* [EXERCISE INSTRUCTIONS] Pull out every line of the material below that contains the word "sunlit", and copy each one.

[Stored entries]
----

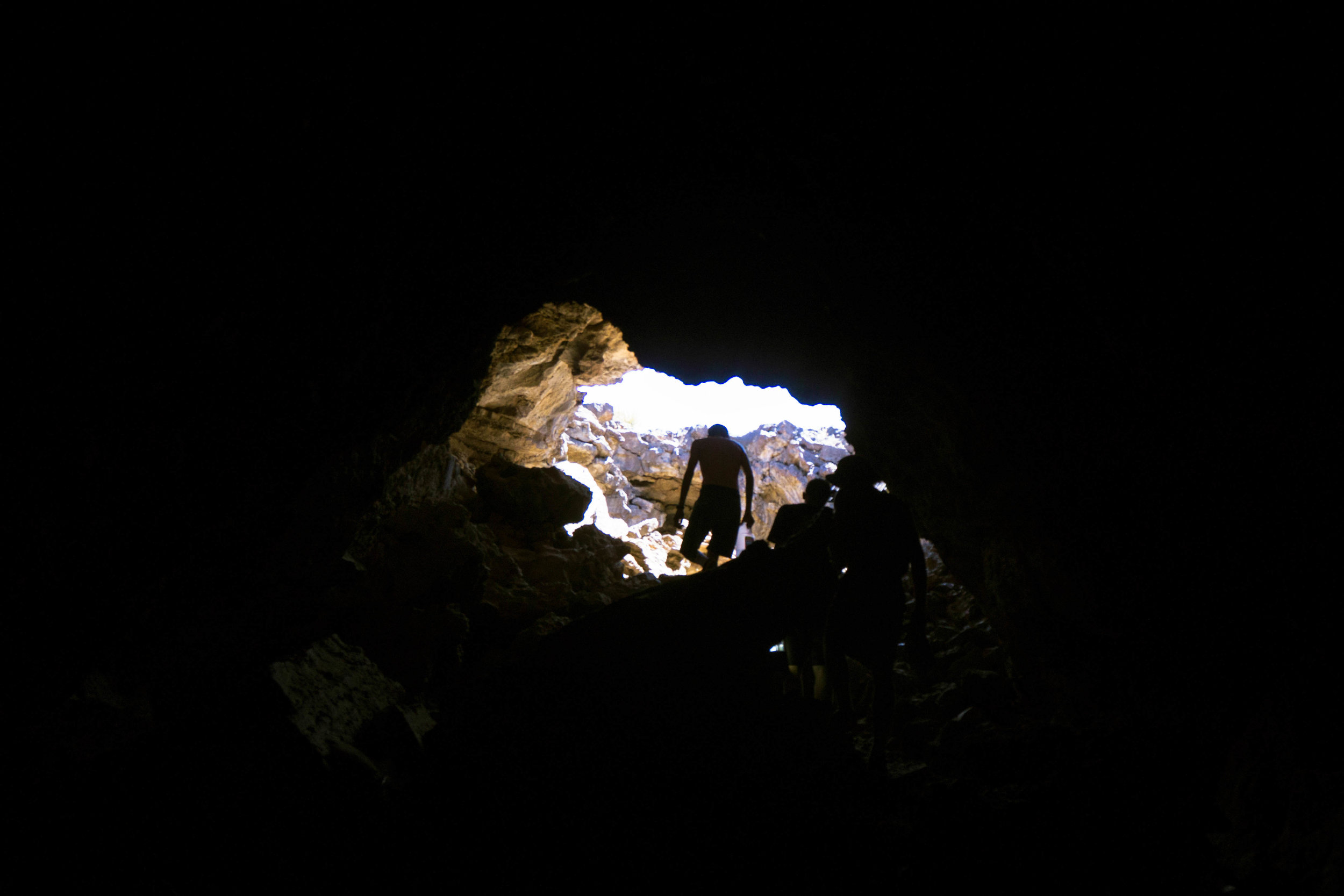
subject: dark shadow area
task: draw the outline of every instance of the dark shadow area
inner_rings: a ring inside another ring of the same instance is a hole
[[[44,875],[1339,885],[1296,67],[324,34],[26,82],[9,712]],[[1011,658],[1004,708],[898,678],[925,725],[899,762],[929,764],[866,779],[853,732],[778,696],[761,583],[788,572],[734,560],[546,635],[511,684],[473,677],[517,637],[473,609],[461,669],[403,682],[439,713],[423,748],[384,720],[360,750],[395,768],[324,766],[269,664],[430,631],[343,603],[341,555],[500,328],[564,301],[685,382],[843,407]]]

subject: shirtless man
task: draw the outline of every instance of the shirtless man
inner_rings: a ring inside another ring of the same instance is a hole
[[[710,427],[708,438],[691,442],[691,461],[685,465],[685,477],[681,478],[681,500],[676,505],[673,525],[681,524],[685,496],[691,492],[691,478],[695,476],[696,465],[700,466],[700,497],[691,509],[691,521],[681,537],[681,553],[691,563],[712,570],[719,566],[720,556],[732,556],[739,520],[749,529],[755,524],[755,517],[751,516],[755,480],[751,476],[747,453],[728,438],[728,427],[715,423]],[[738,502],[738,470],[747,477],[746,513],[742,513],[742,505]],[[700,541],[708,532],[714,533],[710,551],[700,553]]]

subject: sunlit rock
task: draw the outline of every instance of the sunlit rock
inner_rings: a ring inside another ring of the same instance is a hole
[[[559,435],[579,403],[578,387],[614,383],[636,367],[601,312],[547,302],[500,332],[480,399],[449,443],[473,463],[496,453],[523,466],[564,459]]]

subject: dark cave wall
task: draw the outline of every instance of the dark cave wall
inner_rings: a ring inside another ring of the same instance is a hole
[[[1044,712],[1153,725],[1206,778],[1261,701],[1337,736],[1293,703],[1335,677],[1318,599],[1282,618],[1270,559],[1328,556],[1332,466],[1308,189],[1242,138],[1310,142],[1267,82],[1192,110],[1157,63],[837,50],[468,90],[406,55],[74,69],[82,111],[43,117],[79,176],[31,215],[62,301],[28,309],[26,708],[93,668],[167,715],[239,703],[324,634],[358,520],[499,329],[582,301],[648,367],[839,403]]]

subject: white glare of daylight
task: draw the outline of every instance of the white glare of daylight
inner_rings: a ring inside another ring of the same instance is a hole
[[[747,386],[741,376],[727,383],[687,386],[648,368],[632,371],[612,386],[583,386],[583,400],[610,404],[616,419],[633,430],[675,431],[723,423],[731,435],[789,420],[806,430],[844,429],[835,404],[802,404],[782,386]]]

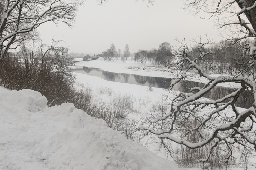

----

* [OUTPUT BELOW]
subject: sunlit rock
task: draw the outline of every instance of the sunlit rock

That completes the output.